(TASK BRIEF)
Please restate the records that follow word for word, omitting any images.

+++ MATERIAL PROVIDED +++

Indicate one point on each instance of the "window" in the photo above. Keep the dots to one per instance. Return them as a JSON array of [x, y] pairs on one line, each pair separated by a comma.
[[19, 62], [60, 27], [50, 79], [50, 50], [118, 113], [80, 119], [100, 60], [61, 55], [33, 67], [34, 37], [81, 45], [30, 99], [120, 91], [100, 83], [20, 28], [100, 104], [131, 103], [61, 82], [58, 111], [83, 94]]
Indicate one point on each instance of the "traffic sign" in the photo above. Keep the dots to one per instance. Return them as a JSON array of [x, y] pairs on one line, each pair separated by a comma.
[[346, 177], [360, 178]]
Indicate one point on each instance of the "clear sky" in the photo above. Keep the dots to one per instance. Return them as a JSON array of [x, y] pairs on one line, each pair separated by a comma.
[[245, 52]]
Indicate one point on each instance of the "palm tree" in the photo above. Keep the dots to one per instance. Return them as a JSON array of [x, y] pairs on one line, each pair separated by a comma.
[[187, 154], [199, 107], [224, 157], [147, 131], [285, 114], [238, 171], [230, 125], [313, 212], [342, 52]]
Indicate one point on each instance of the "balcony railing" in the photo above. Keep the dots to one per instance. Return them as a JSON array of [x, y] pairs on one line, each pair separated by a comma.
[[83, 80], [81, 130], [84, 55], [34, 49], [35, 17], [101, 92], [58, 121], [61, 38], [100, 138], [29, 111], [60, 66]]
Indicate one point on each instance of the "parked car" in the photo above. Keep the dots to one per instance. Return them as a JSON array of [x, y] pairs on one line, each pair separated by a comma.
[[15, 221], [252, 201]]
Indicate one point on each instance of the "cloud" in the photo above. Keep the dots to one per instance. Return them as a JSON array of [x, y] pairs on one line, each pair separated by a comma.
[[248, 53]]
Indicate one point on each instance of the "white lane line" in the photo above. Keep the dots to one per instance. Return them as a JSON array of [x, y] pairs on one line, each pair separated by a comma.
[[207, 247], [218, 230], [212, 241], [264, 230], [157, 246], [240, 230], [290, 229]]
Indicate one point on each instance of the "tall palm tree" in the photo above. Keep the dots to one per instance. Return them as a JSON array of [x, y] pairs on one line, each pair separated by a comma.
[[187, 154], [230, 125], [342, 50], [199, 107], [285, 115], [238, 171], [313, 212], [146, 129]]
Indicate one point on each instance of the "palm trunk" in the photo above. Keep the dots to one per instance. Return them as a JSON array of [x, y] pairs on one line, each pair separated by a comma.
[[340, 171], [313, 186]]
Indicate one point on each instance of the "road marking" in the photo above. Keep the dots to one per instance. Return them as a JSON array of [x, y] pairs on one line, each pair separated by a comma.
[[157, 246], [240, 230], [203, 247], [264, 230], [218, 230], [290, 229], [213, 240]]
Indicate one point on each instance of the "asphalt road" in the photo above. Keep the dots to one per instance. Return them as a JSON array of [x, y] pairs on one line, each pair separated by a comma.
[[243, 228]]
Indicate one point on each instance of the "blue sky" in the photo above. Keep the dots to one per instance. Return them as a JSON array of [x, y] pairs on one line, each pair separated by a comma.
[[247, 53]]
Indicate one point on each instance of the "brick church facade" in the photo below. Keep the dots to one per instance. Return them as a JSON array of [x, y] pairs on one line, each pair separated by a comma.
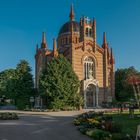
[[93, 64]]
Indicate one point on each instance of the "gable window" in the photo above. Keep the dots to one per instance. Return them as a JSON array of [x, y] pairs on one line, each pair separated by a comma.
[[89, 68]]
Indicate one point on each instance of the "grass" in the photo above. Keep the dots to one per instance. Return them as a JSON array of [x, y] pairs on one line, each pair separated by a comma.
[[129, 124]]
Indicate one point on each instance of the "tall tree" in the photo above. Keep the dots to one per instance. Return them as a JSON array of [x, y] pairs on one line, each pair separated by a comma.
[[24, 85], [59, 84], [6, 78], [123, 91]]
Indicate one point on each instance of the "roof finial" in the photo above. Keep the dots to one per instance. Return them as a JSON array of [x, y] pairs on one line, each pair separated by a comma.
[[43, 44], [105, 45], [43, 37], [112, 58], [55, 53], [104, 38], [71, 13]]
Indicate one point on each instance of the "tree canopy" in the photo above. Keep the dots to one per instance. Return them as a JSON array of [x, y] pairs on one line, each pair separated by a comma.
[[17, 84], [123, 90], [60, 84]]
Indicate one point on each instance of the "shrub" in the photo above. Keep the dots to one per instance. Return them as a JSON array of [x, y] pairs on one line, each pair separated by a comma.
[[98, 134], [116, 127], [117, 136], [8, 116]]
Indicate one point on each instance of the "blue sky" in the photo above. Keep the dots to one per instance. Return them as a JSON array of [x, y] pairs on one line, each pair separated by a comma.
[[23, 21]]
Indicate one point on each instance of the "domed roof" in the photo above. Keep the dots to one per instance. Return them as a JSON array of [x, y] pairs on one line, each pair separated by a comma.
[[66, 27]]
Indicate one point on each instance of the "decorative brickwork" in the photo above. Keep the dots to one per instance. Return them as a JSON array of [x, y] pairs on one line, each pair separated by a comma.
[[77, 41]]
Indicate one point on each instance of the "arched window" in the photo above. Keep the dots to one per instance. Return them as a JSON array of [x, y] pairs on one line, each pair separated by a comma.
[[86, 31], [89, 68]]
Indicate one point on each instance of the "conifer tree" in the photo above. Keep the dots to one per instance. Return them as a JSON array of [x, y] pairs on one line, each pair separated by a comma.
[[60, 84]]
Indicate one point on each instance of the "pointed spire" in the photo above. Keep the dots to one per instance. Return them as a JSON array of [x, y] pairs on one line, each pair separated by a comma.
[[112, 58], [43, 37], [36, 47], [94, 22], [55, 53], [43, 44], [94, 33], [104, 40], [71, 13]]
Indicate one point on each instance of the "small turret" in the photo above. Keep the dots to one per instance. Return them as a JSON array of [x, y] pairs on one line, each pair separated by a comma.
[[105, 46], [94, 34], [43, 44], [71, 13], [55, 52], [36, 47], [112, 58]]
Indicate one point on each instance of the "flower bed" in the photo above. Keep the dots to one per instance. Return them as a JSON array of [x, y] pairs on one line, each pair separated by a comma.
[[100, 126], [8, 116]]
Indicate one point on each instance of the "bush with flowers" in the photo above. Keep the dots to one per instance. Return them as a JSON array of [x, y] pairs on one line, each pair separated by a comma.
[[100, 126]]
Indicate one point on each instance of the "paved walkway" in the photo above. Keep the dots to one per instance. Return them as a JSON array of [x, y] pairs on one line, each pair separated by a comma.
[[41, 126]]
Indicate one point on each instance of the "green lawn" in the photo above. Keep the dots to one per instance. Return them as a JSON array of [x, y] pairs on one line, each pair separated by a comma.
[[129, 124], [109, 125]]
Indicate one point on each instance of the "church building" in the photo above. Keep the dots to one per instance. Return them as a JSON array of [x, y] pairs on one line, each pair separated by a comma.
[[93, 64]]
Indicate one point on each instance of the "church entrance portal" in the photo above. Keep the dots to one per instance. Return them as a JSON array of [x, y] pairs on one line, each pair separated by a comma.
[[91, 96]]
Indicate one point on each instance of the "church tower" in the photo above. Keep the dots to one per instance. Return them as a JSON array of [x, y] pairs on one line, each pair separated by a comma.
[[93, 63]]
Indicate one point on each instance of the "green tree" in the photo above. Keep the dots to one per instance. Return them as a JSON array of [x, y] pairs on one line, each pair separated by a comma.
[[6, 78], [59, 84], [23, 84], [123, 90]]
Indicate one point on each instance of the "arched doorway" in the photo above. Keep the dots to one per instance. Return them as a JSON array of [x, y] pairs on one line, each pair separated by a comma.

+++

(RESPONSE TO THE TASK)
Indicate one point on each instance of the "window" in the photo above. Keep the dots to one per instance. Return them as a JSON array of [x, y] pairs on one line, each pair separated by a comma.
[[19, 62], [60, 27], [50, 79], [50, 50], [118, 113], [80, 119], [100, 60], [61, 55], [33, 67], [34, 37], [81, 45], [30, 99], [120, 91], [100, 83], [20, 28], [100, 104], [131, 103], [61, 82], [58, 111], [83, 94]]
Indicate one point on each instance of the "traffic sign" in the photo above. Keep the dots to one per instance. Return them as a JSON array of [x, y] pairs on one line, each pair separated by a comma.
[[346, 177], [360, 178]]
Indicate one point on each instance of the "clear sky" in the photo above. Keep the dots to one per instance. Return them as a JSON array of [x, y] pairs on one line, each pair separated by a comma.
[[245, 52]]
Indicate one point on each instance of the "palm tree" in the photo above. Keep the dots to one per instance. Return them as a JSON array of [x, y] pairs on one line, each pair separated by a comma.
[[187, 154], [199, 107], [224, 157], [147, 131], [285, 114], [238, 171], [230, 125], [313, 212], [342, 52]]
Indicate one point on each instance of the "balcony railing" in the photo above. Keep the dots to one per instance. Return them as a JSON array of [x, y] pairs on one line, each pair separated by a comma.
[[83, 80], [81, 130], [84, 55], [34, 49], [35, 17], [101, 92], [58, 121], [61, 38], [100, 138], [29, 111], [60, 66]]
Indicate one point on each instance of the "parked car" in the photo above. Keep the dots to one per instance. Return them as a JSON array of [x, y] pairs on one line, each pair separated by a comma.
[[15, 221], [252, 201]]
Indicate one point on each instance of the "cloud" in the photo above. Keep the dots to one per instance. Return them as a JSON array of [x, y] pairs on one line, each pair separated by a comma.
[[248, 53]]
Indicate one point on each instance of the "white lane line" in the photo above. Keep the dots to one per instance. Return them as a JSON array of [x, y] pairs on one line, each pair separated by a comma.
[[207, 247], [218, 230], [212, 241], [264, 230], [157, 246], [240, 230], [290, 229]]
Indicate one point on each instance of the "tall palm tree" in the photo above. Keep the dots to one per instance. Return them as a JSON array of [x, y] pairs on one line, each pair separated by a comma.
[[187, 154], [230, 125], [342, 50], [199, 107], [285, 115], [238, 171], [313, 212], [146, 129]]
Indicate one point on each instance of the "palm trunk" in the photo above. Keep the dots to one per instance. Return them as a JSON array of [x, y] pairs on one line, each pair separated by a comma.
[[340, 171], [313, 186]]
Indicate one point on each instance of the "road marking" in the photo above. Keep the dots to one per instance. Return them as a JSON array of [x, y] pairs on one line, each pair separated by a comma.
[[157, 246], [240, 230], [203, 247], [264, 230], [218, 230], [290, 229], [213, 240]]
Indicate one point on each instance of the "asphalt road" in the photo above. Keep the dots to one per instance. Return them as a JSON array of [x, y] pairs on one line, each pair separated by a comma.
[[243, 228]]
Indicate one point on each instance of the "blue sky" in the photo above. Keep the dots to one per instance. Return them as a JSON array of [x, y] pairs on one line, each pair separated by a comma.
[[247, 53]]
Indicate one point on each instance of the "brick church facade" in the photo below. Keep the dots to one per instance. Return them as a JSON array of [x, y] pairs on one line, each pair separated by a comma.
[[93, 64]]
Indicate one point on each instance of the "gable window" in the photo above. Keep the dots to one per instance. Return them as a JSON array of [x, y] pairs on one line, each pair separated by a comma.
[[89, 68]]
Indicate one point on each instance of the "grass" in the photo above. Keep the dots to one per instance. Return them as a JSON array of [x, y] pairs on one line, each pair separated by a comma.
[[129, 124]]
Indicate one point on each instance of the "tall tree" in the photo above. Keep the dots to one per instance. Return them as a JSON array of [x, y] pairs on one line, each pair separated by a comma.
[[24, 85], [59, 84], [6, 78], [123, 91]]
Indicate one point on each instance of the "roof finial" in the photo above. Keep the dots to one per instance. Return them as a JSON array of [x, y] pairs on one line, each pair separated by a comma.
[[43, 44], [105, 45], [43, 37], [112, 58], [55, 53], [104, 38], [71, 13]]
Indicate one point on each instance of the "tree canopy" in the photo above. Keep the dots to one per instance. Return them as a JSON array of [x, y] pairs on one line, each pair separated by a comma.
[[17, 84], [123, 90], [60, 84]]
Indicate one point on each instance of the "shrub" in the photo above. Keep the dots to one per instance. Return them as a JSON array of [x, y] pairs on one line, each pair separated by a comma.
[[98, 134], [116, 127], [117, 136], [8, 116]]
Indicate one point on each instance of the "blue sky" in the photo above. Keep the dots to one per instance. Return them as a JSON array of [x, y] pairs on one line, each pair separated by a comma.
[[23, 21]]
Indicate one point on each instance of the "domed roof" in the photo above. Keep the dots to one per instance. Return them as a JSON array of [x, y] pairs on one line, each pair separated by a comma.
[[66, 27]]
Indicate one point on each instance of the "decorative brickwork" in the photo above. Keep the dots to one per instance. Return them as a JSON array of [x, y] pairs on one line, each pair separated by a comma.
[[77, 41]]
Indicate one point on each instance of the "arched window" in the photo above. Keep the dots to one per instance. Return them as a JSON array of [x, y] pairs on one line, each pair separated by a comma.
[[86, 31], [89, 68]]
Indicate one point on each instance of the "conifer tree" in the photo above. Keep the dots to one per instance. Return them as a JSON array of [x, y] pairs on one line, each pair separated by a comma.
[[60, 84]]
Indicate one point on each instance of the "pointed spire" in the photo above. Keep the dots to one per instance. Return them as a JSON array of [x, y] pairs on one line, each pair separated by a comma.
[[112, 58], [43, 37], [36, 47], [94, 22], [55, 53], [43, 44], [94, 33], [104, 40], [71, 13]]
Indicate one point on each instance of the "small turret" in the photo above. Keep the dots to one per instance. Return them as a JSON array of [x, y] pairs on one line, each pair separated by a comma.
[[105, 46], [94, 34], [43, 44], [71, 13], [55, 52], [36, 47], [112, 58]]
Indicate one point on each instance of the "flower bed" in the photo above. Keep the dots to one per instance. Return them as a JSON array of [x, y] pairs on one line, each pair separated by a comma.
[[100, 126], [8, 116]]
Indicate one point on each instance of the "bush with flowers" in the photo above. Keep the dots to one per instance. Return them as a JSON array of [x, y] pairs on one line, each pair separated by a comma.
[[100, 126]]
Indicate one point on each instance of the "paved walkway" in the photo above. Keep the dots to one per instance. Return them as a JSON array of [x, y] pairs on one line, each pair separated by a comma.
[[41, 126]]
Indicate one point on each instance of the "green lawn" in the photo above. Keep the dots to one per instance. Return them as a JSON array of [x, y] pairs on one line, each pair separated by a comma.
[[129, 124], [109, 125]]
Indicate one point on each instance of the "church building" in the photo above. Keep the dots to one per instance. Return them as a JSON array of [x, y] pairs on one line, each pair separated by a comma.
[[93, 64]]
Indicate one point on each instance of the "church entrance portal" in the photo above. Keep the dots to one per instance. Return them as a JSON array of [x, y] pairs on one line, each pair separated by a comma.
[[91, 96]]
Indicate one point on each instance of the "church tower" in the photo above. Keep the dots to one per instance. Return them as a JSON array of [x, y] pairs on one line, each pair separated by a comma.
[[93, 63]]
Indicate one point on each instance of the "green tree" in the photo above. Keep the dots to one per instance. Return them as a JSON array of [x, y] pairs on one line, each pair separated by a comma.
[[6, 78], [59, 84], [23, 84], [123, 90]]
Indicate one point on each instance of the "arched doorway" in the photo above. Keep the dots to one per instance. Return them as a JSON array of [x, y] pairs on one line, each pair separated by a comma.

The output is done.